Return copies of the lines below that mention "tree".

**DATA**
________________________

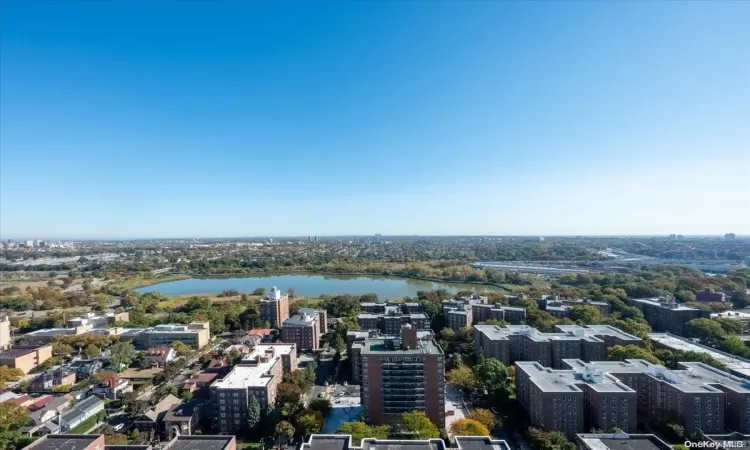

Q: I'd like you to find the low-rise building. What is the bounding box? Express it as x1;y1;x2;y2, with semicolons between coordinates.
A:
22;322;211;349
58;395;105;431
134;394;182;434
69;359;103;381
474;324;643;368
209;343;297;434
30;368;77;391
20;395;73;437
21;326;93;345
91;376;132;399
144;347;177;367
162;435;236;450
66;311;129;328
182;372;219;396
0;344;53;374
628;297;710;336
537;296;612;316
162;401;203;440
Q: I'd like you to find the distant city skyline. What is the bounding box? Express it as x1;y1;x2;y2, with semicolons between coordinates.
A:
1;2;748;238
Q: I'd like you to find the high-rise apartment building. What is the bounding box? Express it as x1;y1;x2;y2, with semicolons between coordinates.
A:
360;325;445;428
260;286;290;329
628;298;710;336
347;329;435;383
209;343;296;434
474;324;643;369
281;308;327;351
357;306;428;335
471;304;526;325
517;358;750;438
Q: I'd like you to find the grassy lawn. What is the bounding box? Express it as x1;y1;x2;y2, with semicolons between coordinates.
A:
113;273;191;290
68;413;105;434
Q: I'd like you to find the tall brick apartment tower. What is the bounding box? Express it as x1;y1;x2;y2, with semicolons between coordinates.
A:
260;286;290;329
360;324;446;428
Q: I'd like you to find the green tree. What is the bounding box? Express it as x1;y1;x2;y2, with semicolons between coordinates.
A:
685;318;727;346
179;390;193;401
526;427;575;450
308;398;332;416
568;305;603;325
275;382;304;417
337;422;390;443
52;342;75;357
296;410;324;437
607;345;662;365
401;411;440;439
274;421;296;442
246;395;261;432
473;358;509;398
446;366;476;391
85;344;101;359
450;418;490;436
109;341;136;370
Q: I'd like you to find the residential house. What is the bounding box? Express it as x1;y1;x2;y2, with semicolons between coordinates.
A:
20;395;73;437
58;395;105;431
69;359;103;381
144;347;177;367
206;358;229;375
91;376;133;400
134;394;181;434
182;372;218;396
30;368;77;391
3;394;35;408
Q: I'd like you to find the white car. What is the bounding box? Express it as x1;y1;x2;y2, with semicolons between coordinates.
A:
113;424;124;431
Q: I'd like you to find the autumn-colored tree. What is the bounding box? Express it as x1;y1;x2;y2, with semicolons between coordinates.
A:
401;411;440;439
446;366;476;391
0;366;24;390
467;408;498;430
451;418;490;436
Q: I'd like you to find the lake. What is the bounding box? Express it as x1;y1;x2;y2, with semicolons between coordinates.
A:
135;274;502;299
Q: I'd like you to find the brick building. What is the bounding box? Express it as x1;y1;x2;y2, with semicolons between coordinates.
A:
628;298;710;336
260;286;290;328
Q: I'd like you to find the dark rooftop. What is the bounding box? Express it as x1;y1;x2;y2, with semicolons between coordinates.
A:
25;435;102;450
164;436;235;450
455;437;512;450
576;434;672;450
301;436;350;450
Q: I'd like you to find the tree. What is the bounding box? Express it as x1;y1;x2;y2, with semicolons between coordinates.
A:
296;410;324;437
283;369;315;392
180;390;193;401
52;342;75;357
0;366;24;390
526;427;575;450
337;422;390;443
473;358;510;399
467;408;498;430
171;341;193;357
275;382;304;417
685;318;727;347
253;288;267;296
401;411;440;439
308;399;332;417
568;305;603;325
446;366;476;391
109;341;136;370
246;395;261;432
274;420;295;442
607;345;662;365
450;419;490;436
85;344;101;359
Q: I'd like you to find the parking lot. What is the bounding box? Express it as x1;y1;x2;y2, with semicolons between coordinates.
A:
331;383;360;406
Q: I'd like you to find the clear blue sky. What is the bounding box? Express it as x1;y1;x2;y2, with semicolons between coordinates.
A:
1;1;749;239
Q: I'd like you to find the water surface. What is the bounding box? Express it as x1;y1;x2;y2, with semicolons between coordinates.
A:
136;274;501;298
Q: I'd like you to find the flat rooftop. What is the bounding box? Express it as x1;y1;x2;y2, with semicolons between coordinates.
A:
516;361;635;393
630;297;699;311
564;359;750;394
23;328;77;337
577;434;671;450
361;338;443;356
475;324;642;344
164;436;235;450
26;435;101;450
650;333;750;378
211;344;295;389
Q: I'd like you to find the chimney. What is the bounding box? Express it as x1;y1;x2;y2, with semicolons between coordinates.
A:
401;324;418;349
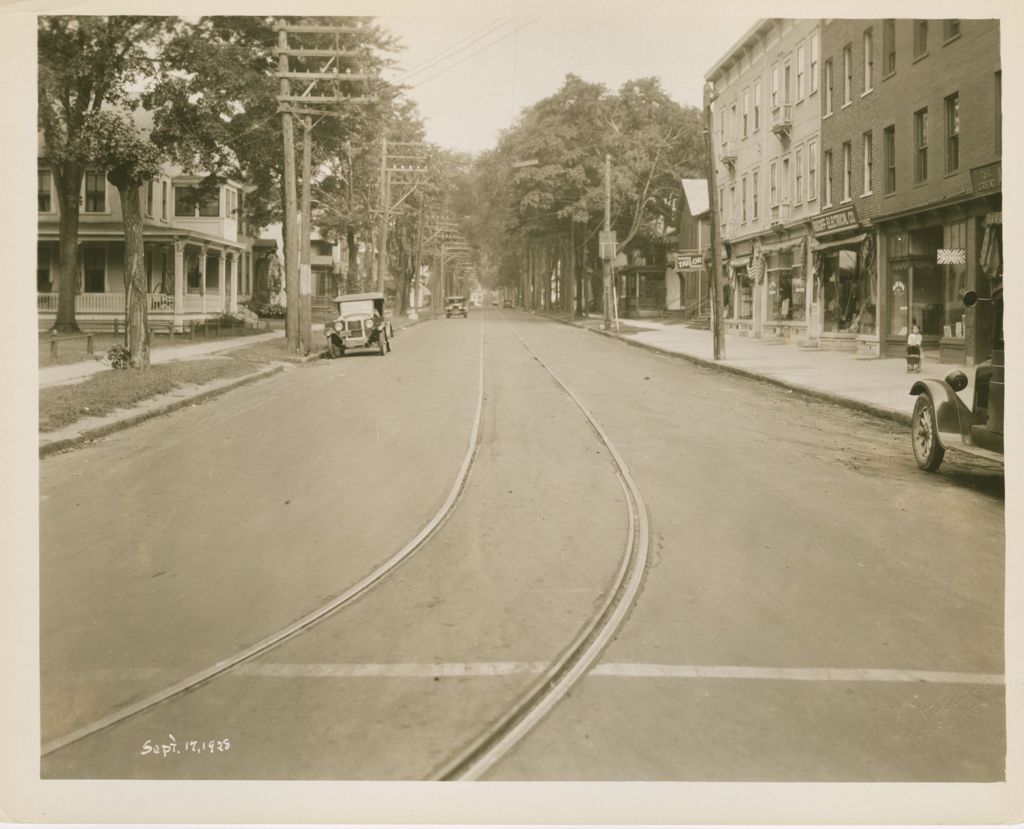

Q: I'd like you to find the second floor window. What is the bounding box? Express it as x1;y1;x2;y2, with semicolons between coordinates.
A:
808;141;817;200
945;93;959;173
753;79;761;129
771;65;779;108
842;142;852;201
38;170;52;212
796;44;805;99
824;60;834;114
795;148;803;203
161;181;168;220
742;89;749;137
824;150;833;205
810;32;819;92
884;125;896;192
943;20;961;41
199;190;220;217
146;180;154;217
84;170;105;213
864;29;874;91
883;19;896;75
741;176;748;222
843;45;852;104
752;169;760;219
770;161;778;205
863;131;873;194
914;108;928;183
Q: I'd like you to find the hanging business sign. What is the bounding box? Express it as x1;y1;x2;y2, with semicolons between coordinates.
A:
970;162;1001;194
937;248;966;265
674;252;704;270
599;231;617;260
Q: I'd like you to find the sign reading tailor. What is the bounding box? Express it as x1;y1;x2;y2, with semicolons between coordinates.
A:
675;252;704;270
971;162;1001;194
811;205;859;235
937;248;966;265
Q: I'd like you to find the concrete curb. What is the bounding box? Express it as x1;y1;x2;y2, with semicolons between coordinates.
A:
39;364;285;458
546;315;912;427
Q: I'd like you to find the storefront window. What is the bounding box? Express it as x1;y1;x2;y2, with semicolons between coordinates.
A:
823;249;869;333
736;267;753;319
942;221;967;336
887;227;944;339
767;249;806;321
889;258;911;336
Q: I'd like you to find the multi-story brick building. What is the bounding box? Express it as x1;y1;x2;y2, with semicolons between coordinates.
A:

________________________

**EXERCISE RESULT**
Q: I'd like you to find the green tree. What is the bounding box? Express it as x1;y1;x2;y2, with semicolons between coordinates.
Q: I'd like you to find the autumn-colored tree. What is the bounding box? Express it as x1;y1;x2;y2, with semicolons between coordinates.
Q: I'd like you to find the tree. What is the bounding box? Express it as x1;y1;x2;y2, with semicolons between coordinates.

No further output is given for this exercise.